What this task involves
Pull every line containing "handle" from the listing below.

Records to process
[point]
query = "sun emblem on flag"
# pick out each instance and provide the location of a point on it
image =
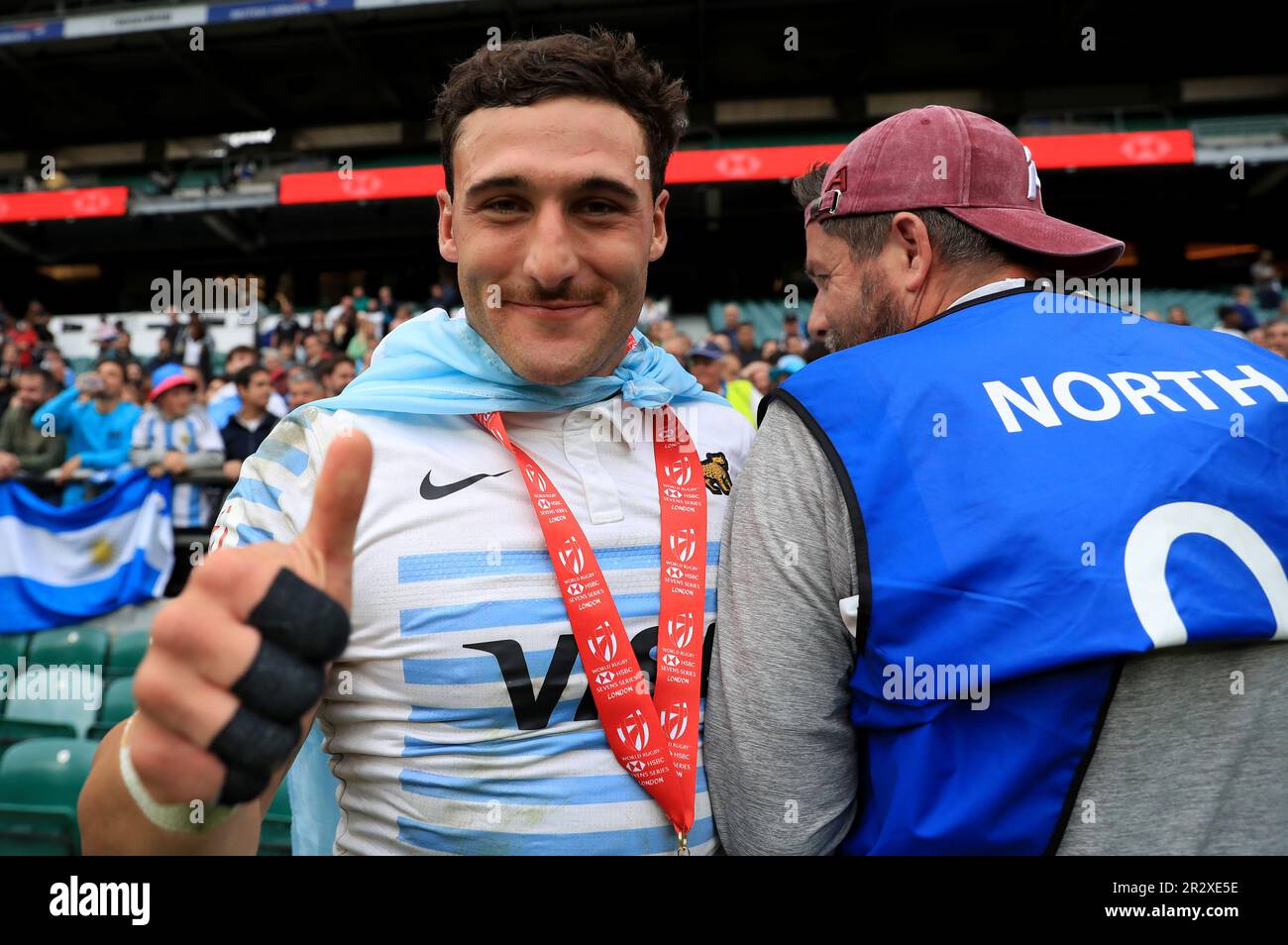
(102, 553)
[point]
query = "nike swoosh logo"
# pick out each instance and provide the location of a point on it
(429, 490)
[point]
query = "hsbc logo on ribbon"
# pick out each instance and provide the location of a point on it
(737, 163)
(684, 544)
(681, 630)
(603, 641)
(571, 557)
(634, 730)
(678, 718)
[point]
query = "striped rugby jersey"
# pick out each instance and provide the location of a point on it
(193, 433)
(467, 725)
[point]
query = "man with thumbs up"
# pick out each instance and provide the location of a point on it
(513, 510)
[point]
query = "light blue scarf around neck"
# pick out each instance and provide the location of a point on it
(439, 365)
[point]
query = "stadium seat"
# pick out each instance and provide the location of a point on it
(37, 717)
(40, 782)
(12, 647)
(78, 647)
(274, 836)
(127, 653)
(117, 705)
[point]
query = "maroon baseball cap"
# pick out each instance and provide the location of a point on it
(967, 165)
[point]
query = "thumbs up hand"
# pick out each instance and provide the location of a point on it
(237, 664)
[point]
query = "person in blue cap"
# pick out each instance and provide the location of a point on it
(706, 364)
(174, 435)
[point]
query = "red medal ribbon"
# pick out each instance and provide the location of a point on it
(655, 739)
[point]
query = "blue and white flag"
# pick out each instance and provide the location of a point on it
(62, 566)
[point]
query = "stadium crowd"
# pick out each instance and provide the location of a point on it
(171, 413)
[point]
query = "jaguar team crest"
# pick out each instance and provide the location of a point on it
(715, 471)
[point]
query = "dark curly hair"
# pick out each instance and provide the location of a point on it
(601, 65)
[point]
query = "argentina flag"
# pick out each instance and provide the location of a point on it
(64, 566)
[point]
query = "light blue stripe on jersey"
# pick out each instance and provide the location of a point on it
(464, 671)
(520, 613)
(249, 535)
(456, 840)
(258, 492)
(451, 566)
(502, 717)
(578, 789)
(484, 717)
(274, 451)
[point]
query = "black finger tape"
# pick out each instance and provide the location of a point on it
(243, 786)
(279, 685)
(253, 742)
(300, 618)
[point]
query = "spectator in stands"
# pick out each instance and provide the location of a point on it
(336, 312)
(1243, 304)
(707, 365)
(175, 435)
(365, 340)
(387, 306)
(253, 421)
(25, 339)
(745, 343)
(136, 389)
(404, 313)
(165, 356)
(1276, 336)
(104, 334)
(304, 386)
(52, 361)
(9, 369)
(732, 318)
(194, 347)
(24, 448)
(97, 424)
(785, 368)
(336, 374)
(226, 402)
(39, 319)
(171, 332)
(720, 340)
(1231, 321)
(1265, 279)
(758, 372)
(791, 326)
(314, 351)
(344, 330)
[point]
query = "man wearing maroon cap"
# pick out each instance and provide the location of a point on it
(1028, 542)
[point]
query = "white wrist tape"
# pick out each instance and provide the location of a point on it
(168, 816)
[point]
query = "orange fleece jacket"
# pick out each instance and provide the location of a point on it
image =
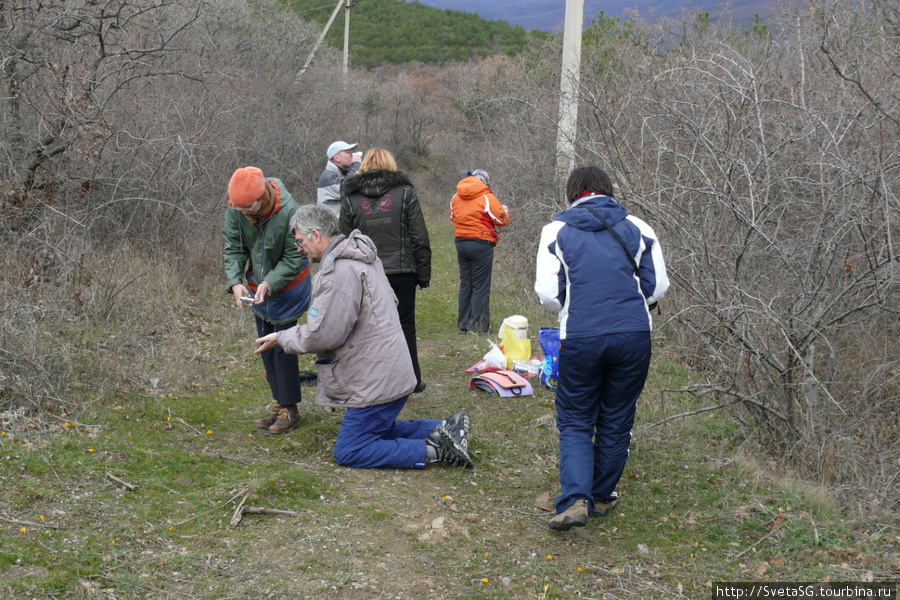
(475, 211)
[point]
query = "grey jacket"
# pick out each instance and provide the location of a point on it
(353, 328)
(329, 190)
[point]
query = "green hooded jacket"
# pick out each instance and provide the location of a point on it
(266, 249)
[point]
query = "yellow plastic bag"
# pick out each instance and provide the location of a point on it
(514, 348)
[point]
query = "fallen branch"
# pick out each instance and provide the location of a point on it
(239, 511)
(258, 510)
(128, 486)
(689, 414)
(243, 509)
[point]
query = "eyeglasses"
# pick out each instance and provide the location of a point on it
(306, 238)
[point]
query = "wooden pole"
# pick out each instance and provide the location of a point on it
(568, 90)
(319, 41)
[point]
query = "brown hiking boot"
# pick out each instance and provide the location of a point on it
(269, 420)
(288, 418)
(574, 516)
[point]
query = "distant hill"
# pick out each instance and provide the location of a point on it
(548, 15)
(392, 31)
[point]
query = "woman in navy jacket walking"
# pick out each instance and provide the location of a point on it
(600, 268)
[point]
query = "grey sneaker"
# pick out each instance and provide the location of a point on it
(446, 450)
(574, 516)
(459, 426)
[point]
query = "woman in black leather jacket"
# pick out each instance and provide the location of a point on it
(382, 203)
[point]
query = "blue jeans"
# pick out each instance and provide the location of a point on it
(600, 380)
(282, 369)
(372, 438)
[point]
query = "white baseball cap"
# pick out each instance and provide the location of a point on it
(339, 147)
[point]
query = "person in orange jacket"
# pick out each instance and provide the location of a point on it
(476, 213)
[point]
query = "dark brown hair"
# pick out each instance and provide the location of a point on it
(584, 179)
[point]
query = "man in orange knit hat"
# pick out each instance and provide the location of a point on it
(258, 238)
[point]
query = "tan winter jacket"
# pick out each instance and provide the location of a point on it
(353, 328)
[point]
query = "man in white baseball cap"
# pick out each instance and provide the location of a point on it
(343, 160)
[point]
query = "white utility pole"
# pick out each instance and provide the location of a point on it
(322, 37)
(346, 39)
(568, 89)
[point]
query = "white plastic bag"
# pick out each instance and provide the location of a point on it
(495, 357)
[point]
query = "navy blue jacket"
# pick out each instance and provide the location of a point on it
(584, 274)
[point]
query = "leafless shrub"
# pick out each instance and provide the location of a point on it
(773, 184)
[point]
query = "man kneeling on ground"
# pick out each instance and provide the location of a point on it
(362, 360)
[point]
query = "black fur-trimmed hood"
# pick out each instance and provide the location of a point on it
(373, 183)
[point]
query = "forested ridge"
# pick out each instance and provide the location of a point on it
(394, 31)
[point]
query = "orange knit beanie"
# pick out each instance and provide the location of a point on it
(246, 187)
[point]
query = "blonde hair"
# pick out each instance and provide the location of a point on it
(378, 158)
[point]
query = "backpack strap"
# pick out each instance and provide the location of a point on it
(637, 272)
(618, 237)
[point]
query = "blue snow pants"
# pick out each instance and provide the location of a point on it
(600, 380)
(372, 438)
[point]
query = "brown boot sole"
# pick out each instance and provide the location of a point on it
(285, 429)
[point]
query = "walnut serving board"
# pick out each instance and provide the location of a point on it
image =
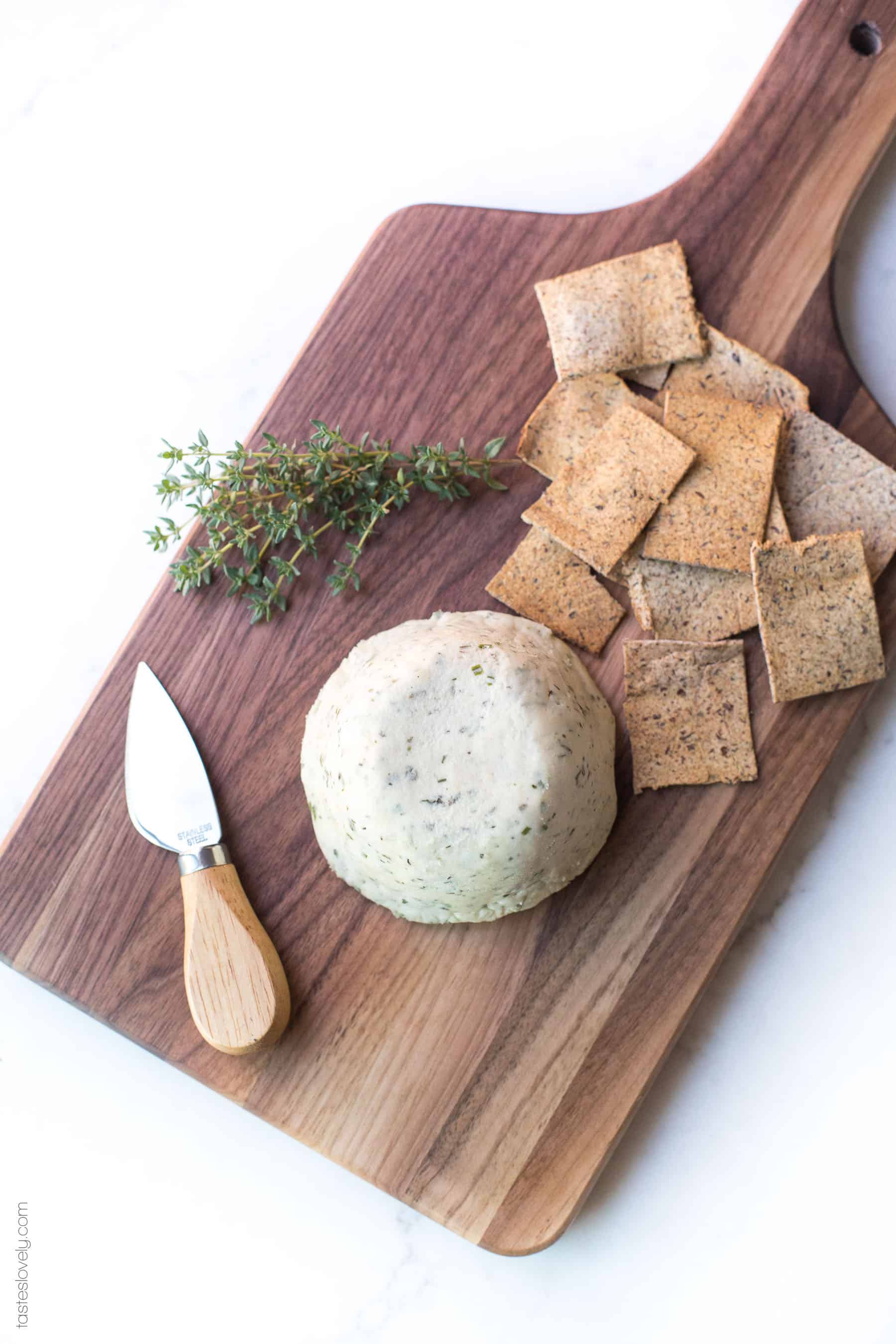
(481, 1074)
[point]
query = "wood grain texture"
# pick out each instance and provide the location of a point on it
(237, 988)
(481, 1074)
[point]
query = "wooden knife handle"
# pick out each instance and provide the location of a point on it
(235, 984)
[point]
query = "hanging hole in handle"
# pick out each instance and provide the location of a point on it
(866, 39)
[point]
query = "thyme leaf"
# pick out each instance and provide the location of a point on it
(251, 502)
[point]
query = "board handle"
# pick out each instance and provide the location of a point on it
(235, 983)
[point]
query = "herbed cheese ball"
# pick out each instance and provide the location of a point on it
(461, 768)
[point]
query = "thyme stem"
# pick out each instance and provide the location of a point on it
(260, 498)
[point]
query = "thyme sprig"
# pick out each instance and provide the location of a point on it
(264, 510)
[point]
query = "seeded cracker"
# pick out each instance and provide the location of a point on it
(691, 602)
(817, 616)
(688, 713)
(722, 506)
(568, 417)
(730, 369)
(622, 314)
(649, 375)
(598, 504)
(829, 484)
(546, 582)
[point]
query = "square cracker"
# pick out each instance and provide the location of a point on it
(829, 484)
(722, 507)
(692, 602)
(546, 582)
(734, 370)
(567, 420)
(688, 713)
(817, 615)
(599, 504)
(622, 314)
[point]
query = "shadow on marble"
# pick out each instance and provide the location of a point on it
(872, 729)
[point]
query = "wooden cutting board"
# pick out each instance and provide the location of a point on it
(480, 1074)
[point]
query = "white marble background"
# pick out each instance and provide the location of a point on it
(185, 187)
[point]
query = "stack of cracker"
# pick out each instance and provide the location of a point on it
(723, 504)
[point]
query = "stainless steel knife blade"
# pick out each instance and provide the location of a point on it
(170, 797)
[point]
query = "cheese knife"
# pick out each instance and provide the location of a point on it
(235, 984)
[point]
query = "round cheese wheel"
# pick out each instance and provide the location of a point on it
(460, 768)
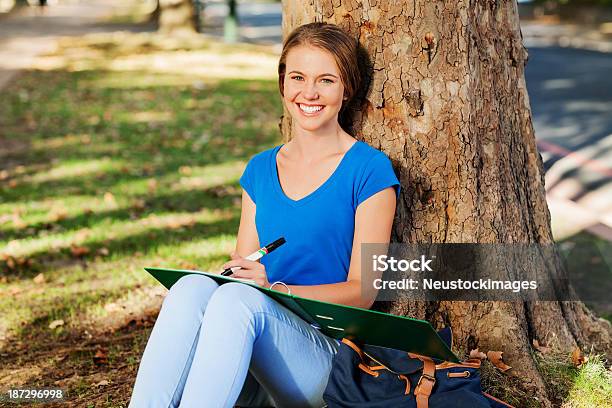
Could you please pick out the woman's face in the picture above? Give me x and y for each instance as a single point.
(313, 91)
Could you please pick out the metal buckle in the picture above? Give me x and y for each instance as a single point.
(427, 377)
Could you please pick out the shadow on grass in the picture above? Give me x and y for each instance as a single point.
(214, 197)
(143, 242)
(224, 122)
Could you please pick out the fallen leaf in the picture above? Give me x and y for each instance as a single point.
(185, 170)
(112, 307)
(79, 251)
(578, 359)
(10, 262)
(139, 204)
(495, 357)
(56, 323)
(152, 185)
(101, 357)
(58, 214)
(18, 223)
(478, 354)
(109, 198)
(40, 278)
(15, 291)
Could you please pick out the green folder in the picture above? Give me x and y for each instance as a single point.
(338, 321)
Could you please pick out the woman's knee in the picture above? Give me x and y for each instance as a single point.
(191, 290)
(238, 296)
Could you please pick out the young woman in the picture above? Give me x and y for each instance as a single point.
(326, 193)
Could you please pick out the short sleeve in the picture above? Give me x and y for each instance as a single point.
(247, 182)
(377, 176)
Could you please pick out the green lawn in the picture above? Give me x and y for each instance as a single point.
(107, 168)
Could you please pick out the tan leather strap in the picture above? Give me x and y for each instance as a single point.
(368, 370)
(426, 382)
(403, 377)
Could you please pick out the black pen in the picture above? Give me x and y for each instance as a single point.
(257, 254)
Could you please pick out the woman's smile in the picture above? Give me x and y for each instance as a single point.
(310, 110)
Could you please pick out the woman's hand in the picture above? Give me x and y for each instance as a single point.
(252, 270)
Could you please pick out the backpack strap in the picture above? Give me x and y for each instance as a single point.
(426, 382)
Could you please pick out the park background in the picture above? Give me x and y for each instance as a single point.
(121, 147)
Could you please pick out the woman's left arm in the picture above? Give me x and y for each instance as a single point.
(373, 222)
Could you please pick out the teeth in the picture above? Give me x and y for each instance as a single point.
(310, 109)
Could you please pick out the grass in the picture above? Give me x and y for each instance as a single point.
(110, 163)
(588, 386)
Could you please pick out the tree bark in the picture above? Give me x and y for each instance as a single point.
(176, 17)
(447, 102)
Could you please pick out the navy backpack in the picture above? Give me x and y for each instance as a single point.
(379, 377)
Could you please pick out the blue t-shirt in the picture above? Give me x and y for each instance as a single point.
(319, 227)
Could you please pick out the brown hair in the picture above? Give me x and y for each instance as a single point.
(339, 44)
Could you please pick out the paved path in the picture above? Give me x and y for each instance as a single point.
(27, 32)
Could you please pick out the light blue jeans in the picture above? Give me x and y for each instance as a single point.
(220, 346)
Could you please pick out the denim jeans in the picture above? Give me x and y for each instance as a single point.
(220, 346)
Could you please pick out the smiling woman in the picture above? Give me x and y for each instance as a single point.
(326, 193)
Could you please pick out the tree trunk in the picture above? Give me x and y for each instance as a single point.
(176, 17)
(447, 102)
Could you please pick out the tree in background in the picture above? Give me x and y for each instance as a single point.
(447, 102)
(176, 17)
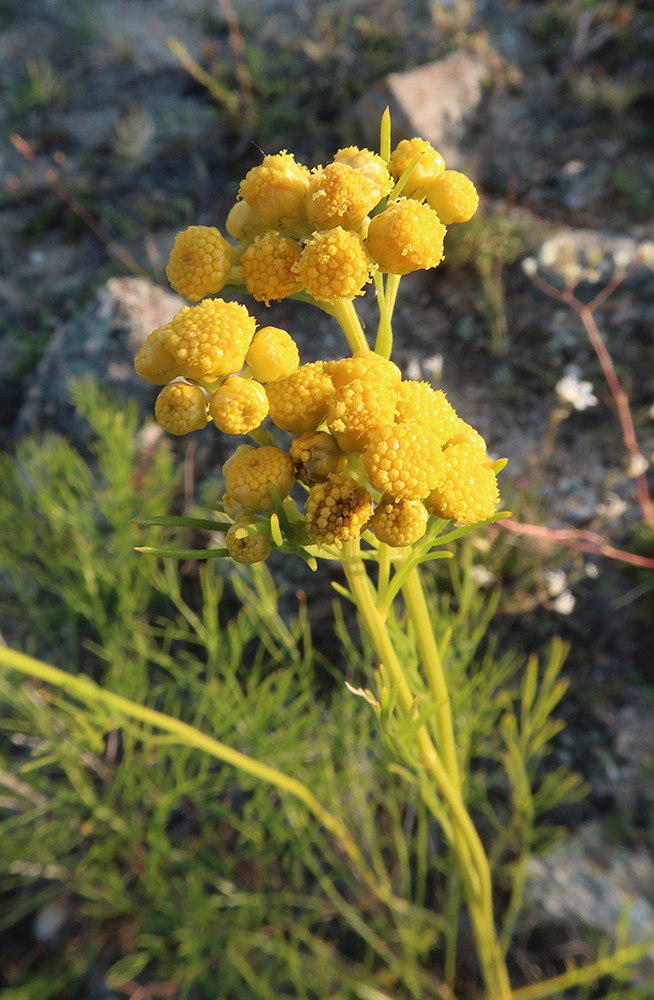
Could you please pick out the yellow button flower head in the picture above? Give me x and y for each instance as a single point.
(200, 262)
(405, 461)
(299, 403)
(249, 548)
(276, 189)
(339, 195)
(210, 339)
(334, 266)
(370, 164)
(418, 401)
(364, 365)
(181, 408)
(399, 522)
(316, 456)
(238, 406)
(467, 491)
(154, 363)
(273, 354)
(357, 410)
(248, 474)
(407, 236)
(243, 223)
(337, 510)
(428, 167)
(464, 433)
(268, 267)
(453, 197)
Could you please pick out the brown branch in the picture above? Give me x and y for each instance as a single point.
(50, 175)
(577, 540)
(585, 313)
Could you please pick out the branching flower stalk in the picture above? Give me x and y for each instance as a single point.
(385, 463)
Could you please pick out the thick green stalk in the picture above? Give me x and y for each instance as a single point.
(344, 312)
(470, 852)
(416, 605)
(86, 690)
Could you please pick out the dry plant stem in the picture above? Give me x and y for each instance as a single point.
(472, 859)
(50, 175)
(578, 540)
(219, 93)
(236, 45)
(87, 691)
(585, 313)
(493, 287)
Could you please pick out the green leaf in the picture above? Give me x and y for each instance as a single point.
(126, 969)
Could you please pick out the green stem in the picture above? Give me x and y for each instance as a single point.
(416, 605)
(452, 911)
(470, 852)
(392, 285)
(86, 690)
(384, 341)
(344, 312)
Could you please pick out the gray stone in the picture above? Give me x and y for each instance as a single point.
(101, 342)
(585, 883)
(437, 102)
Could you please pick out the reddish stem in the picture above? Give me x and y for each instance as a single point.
(579, 540)
(585, 313)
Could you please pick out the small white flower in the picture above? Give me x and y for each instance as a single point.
(564, 604)
(637, 465)
(573, 392)
(481, 575)
(611, 506)
(555, 582)
(549, 254)
(621, 260)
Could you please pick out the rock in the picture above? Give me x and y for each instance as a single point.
(584, 882)
(436, 102)
(101, 342)
(596, 249)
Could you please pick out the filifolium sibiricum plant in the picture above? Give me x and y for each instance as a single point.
(380, 474)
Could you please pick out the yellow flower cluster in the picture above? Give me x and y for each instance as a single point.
(326, 231)
(372, 449)
(403, 438)
(207, 344)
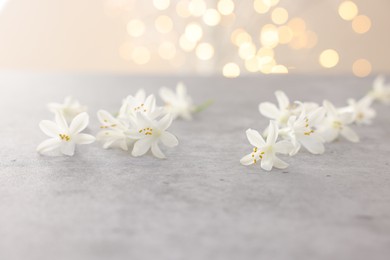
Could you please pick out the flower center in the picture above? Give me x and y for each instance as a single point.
(310, 131)
(146, 131)
(140, 108)
(360, 116)
(257, 155)
(64, 137)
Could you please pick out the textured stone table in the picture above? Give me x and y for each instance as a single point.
(200, 203)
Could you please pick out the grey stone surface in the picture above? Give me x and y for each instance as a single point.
(200, 203)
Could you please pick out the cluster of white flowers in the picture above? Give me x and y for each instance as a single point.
(309, 125)
(139, 124)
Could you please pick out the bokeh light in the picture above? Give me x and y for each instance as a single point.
(167, 50)
(141, 55)
(211, 17)
(161, 4)
(135, 28)
(348, 10)
(279, 15)
(163, 24)
(361, 24)
(193, 32)
(204, 51)
(225, 7)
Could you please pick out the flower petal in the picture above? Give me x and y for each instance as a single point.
(106, 118)
(61, 122)
(68, 148)
(273, 132)
(181, 90)
(247, 159)
(255, 138)
(278, 163)
(284, 147)
(168, 139)
(49, 128)
(83, 139)
(141, 146)
(48, 145)
(267, 162)
(349, 134)
(140, 95)
(156, 151)
(347, 117)
(283, 100)
(269, 110)
(79, 123)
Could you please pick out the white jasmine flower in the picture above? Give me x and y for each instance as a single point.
(113, 131)
(336, 123)
(302, 132)
(178, 103)
(380, 91)
(362, 111)
(138, 103)
(63, 138)
(265, 151)
(148, 133)
(70, 108)
(281, 113)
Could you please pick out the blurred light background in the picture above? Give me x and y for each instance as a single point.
(224, 37)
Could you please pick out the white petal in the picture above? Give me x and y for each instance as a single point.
(329, 134)
(278, 163)
(49, 128)
(156, 151)
(141, 146)
(61, 122)
(168, 139)
(247, 159)
(313, 143)
(283, 100)
(347, 117)
(150, 103)
(48, 145)
(79, 123)
(273, 132)
(140, 95)
(105, 118)
(68, 148)
(267, 161)
(181, 90)
(255, 138)
(165, 122)
(349, 134)
(269, 110)
(83, 139)
(284, 147)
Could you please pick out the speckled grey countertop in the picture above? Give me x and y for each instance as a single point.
(200, 203)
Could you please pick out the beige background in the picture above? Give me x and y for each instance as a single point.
(85, 36)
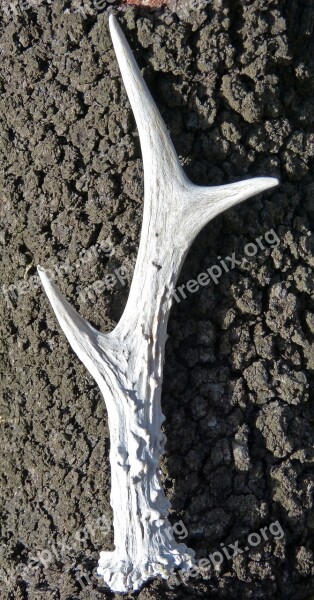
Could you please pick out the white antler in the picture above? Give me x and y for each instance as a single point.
(127, 363)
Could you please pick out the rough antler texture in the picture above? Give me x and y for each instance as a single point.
(127, 363)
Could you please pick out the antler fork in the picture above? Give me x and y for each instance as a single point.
(127, 363)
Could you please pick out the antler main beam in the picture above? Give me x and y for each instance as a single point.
(127, 363)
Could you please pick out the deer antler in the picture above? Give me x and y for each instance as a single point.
(127, 363)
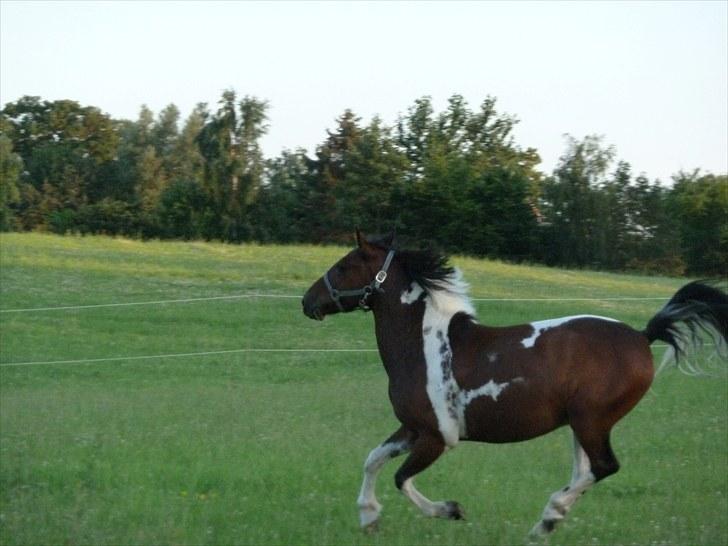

Task output
query = "wooden knife handle"
query = "hanging hole in handle"
query = "board handle"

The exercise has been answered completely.